What you are asked to do ::
Your answer must hold only the lines below from the line containing "Reviewer note. Check that every instance of the person's" through the line containing "Reviewer note. Check that every instance of the stone ox", each reproduced exactly.

Stored items ::

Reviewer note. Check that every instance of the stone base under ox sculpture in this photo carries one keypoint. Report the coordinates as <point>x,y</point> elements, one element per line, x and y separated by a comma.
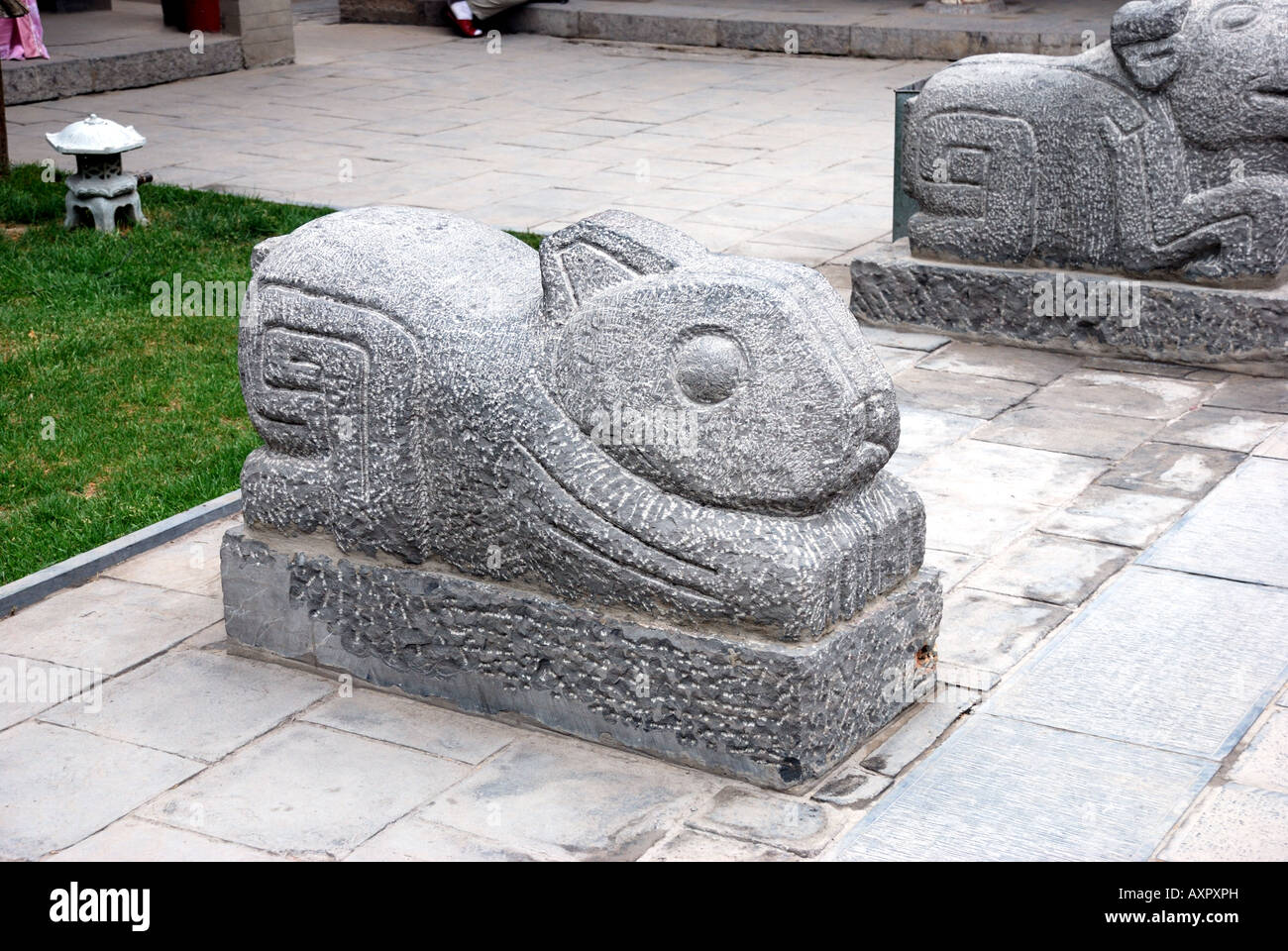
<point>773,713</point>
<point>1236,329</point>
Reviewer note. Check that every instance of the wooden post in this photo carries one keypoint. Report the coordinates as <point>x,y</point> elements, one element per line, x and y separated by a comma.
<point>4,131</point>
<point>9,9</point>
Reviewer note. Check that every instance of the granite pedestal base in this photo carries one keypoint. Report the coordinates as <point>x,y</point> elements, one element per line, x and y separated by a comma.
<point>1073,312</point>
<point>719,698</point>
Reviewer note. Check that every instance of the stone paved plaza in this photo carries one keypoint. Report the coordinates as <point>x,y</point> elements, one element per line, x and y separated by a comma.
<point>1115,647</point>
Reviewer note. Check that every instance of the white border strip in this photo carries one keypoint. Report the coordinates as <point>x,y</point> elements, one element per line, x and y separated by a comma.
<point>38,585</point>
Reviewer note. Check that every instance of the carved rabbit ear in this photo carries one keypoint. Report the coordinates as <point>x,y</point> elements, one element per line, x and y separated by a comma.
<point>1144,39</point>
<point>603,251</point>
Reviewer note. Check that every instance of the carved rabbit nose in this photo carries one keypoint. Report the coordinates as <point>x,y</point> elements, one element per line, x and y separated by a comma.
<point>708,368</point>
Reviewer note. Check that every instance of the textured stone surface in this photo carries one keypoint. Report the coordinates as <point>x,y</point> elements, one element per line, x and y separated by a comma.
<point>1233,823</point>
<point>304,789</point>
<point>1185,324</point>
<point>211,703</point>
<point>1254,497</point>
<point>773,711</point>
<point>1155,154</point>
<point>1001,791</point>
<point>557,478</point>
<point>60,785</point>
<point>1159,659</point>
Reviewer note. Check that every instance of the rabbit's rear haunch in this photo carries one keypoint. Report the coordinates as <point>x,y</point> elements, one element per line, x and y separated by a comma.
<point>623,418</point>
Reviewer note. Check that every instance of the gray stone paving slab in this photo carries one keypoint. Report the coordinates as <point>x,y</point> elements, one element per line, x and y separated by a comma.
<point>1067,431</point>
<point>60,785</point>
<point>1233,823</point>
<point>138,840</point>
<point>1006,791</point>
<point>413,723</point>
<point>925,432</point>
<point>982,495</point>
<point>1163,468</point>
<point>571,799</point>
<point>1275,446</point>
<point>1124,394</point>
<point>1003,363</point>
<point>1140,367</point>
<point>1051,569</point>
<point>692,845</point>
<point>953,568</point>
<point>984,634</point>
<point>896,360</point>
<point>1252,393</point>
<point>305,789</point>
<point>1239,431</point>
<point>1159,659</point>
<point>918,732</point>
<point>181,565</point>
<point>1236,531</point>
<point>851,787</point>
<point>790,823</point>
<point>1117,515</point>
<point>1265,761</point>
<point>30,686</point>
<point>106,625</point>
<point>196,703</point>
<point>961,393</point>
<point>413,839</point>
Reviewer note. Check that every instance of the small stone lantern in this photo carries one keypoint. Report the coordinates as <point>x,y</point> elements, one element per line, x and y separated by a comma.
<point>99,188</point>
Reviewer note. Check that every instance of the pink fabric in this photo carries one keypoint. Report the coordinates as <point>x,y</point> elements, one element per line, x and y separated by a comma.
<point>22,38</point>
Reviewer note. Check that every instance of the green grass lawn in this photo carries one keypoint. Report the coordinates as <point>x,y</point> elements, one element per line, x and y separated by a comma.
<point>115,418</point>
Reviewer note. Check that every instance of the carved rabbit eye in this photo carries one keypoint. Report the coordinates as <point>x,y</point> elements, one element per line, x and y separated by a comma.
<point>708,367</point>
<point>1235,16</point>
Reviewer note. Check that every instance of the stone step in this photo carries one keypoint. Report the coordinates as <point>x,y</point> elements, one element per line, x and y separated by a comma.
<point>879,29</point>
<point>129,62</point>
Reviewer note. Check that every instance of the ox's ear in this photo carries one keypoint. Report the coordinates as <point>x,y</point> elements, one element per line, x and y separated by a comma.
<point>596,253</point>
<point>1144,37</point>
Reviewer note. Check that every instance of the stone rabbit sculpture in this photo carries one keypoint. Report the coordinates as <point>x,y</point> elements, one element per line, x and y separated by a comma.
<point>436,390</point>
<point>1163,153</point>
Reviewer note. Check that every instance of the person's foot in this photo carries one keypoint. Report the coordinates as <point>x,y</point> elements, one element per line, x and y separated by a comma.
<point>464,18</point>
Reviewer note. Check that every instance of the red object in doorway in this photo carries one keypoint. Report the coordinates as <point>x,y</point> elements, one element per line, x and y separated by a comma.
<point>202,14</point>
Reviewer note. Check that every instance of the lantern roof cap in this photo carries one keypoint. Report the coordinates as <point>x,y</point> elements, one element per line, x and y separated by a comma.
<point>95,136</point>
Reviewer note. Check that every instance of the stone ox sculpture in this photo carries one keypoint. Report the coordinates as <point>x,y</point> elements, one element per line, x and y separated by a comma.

...

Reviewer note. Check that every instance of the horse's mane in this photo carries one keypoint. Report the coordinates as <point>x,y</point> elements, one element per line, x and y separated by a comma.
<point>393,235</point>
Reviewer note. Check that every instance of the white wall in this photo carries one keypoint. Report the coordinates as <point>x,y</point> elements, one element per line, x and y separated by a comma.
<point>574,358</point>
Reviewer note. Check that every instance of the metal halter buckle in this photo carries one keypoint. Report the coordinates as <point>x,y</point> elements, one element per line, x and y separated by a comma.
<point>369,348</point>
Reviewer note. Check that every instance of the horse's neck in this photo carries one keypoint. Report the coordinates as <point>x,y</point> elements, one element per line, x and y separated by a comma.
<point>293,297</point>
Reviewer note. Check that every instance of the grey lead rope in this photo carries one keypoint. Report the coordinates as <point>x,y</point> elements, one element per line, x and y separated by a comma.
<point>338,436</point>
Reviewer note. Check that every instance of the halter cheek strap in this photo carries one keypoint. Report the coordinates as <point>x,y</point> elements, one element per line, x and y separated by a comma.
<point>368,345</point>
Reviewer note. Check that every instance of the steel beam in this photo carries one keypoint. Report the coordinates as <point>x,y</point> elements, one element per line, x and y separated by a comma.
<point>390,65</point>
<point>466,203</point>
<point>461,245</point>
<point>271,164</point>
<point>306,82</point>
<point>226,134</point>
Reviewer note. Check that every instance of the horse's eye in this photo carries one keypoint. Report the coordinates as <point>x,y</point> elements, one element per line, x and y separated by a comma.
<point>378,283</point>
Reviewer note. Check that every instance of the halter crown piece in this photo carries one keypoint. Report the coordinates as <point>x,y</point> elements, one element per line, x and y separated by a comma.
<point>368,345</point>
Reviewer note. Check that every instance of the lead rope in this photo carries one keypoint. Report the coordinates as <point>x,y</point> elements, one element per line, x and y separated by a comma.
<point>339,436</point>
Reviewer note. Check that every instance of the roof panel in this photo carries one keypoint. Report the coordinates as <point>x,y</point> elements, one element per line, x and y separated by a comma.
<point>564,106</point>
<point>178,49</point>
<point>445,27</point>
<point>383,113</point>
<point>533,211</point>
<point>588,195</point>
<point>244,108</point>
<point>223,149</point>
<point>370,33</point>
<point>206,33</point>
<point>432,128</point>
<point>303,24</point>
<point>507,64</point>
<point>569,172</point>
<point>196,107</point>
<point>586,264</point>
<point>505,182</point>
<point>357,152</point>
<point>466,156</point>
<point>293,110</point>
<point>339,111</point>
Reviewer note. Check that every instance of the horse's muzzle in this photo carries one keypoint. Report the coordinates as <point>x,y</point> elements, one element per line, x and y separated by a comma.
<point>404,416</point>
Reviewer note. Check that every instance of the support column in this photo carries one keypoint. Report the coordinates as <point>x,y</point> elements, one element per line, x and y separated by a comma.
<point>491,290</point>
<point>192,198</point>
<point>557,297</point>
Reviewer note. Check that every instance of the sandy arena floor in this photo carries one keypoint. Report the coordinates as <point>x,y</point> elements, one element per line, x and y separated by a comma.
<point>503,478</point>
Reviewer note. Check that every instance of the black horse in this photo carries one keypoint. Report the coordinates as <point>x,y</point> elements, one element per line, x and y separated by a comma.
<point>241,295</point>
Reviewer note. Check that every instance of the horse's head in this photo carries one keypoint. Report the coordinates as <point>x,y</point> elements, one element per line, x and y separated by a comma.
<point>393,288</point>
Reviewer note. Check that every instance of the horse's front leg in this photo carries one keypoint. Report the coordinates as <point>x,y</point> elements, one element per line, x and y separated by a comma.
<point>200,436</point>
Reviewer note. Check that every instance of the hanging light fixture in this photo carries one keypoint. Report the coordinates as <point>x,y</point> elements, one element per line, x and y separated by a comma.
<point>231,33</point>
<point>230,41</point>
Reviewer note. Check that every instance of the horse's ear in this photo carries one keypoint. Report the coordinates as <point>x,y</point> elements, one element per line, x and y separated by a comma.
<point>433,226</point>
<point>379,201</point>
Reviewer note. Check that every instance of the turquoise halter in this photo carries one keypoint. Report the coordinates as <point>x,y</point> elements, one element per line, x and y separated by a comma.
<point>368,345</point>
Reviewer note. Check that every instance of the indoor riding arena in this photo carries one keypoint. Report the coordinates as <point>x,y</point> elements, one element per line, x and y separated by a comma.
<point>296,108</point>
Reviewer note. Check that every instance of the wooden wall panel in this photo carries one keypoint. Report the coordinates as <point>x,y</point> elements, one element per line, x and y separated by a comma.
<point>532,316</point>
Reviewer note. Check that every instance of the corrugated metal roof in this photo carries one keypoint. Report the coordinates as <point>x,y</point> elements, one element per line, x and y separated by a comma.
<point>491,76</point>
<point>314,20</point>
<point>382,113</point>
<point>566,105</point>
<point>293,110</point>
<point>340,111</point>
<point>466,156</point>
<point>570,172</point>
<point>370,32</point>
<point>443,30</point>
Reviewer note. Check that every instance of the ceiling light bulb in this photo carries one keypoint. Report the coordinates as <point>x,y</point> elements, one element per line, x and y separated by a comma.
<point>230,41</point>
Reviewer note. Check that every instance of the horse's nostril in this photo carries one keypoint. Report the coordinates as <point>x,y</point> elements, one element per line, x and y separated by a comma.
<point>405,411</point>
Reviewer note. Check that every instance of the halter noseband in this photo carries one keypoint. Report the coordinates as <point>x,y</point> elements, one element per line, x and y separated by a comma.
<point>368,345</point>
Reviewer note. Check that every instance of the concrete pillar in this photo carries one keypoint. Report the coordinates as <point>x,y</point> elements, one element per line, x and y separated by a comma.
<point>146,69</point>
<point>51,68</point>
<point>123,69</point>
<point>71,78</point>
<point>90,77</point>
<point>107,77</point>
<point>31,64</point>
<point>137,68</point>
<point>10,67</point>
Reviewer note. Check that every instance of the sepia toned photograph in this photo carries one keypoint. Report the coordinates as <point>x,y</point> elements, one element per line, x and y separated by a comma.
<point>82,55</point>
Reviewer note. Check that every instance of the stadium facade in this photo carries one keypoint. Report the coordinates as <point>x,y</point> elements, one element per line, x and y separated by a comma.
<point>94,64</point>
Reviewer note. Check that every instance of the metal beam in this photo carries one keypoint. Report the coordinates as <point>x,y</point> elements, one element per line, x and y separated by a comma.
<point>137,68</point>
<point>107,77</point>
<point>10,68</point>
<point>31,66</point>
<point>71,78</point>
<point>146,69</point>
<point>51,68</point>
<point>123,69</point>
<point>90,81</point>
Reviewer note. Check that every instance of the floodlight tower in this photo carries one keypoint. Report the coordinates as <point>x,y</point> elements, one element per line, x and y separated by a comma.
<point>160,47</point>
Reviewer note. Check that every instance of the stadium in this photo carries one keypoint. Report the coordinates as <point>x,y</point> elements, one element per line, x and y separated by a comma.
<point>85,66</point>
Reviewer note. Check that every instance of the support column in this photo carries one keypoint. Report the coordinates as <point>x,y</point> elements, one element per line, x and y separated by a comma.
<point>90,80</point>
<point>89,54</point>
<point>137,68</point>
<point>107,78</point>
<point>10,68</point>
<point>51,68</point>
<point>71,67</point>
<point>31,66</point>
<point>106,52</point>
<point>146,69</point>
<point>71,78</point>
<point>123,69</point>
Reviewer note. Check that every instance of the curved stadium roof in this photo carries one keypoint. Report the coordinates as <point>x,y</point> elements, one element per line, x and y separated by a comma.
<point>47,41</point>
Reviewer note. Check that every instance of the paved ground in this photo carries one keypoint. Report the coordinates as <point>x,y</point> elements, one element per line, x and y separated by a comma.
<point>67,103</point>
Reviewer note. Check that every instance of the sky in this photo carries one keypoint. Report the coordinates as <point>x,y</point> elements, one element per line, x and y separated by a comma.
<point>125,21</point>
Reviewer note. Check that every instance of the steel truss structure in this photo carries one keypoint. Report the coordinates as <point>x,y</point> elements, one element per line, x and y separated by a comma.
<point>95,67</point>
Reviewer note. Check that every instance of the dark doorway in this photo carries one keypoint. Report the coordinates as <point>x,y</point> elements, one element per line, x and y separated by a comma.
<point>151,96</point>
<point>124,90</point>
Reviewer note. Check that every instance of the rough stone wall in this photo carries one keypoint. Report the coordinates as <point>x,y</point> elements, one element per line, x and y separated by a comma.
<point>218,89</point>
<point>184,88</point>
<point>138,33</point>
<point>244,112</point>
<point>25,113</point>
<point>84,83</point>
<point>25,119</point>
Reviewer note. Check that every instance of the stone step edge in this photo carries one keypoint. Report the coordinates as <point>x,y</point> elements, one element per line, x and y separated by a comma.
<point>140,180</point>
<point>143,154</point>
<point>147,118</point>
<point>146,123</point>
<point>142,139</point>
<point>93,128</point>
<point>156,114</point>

Exercise output ::
Reviewer note. Check that every instance of the person's foot in this photo carries one keypoint. Report the coordinates as <point>x,y</point> elements, one element per line, x and y separated by a comma.
<point>464,18</point>
Reviewer note. Check that every instance of the red object in doorway in this photo carries one keypoint. Report the coordinates as <point>x,y</point> elements, one element per line, x and y separated by a comma.
<point>202,14</point>
Reviewer note. Check that every instance of the lantern roof cap in this photo carries one keypoint. Report the coordinates as <point>x,y</point> elements, one element per line, x and y separated by a comma.
<point>95,136</point>
Reviewer note. Check that every instance of the stone ox sculpture in this photo carries one keypoint. Report the coordinates as <point>x,y</point> elements, one element per line, x and y separated by a comma.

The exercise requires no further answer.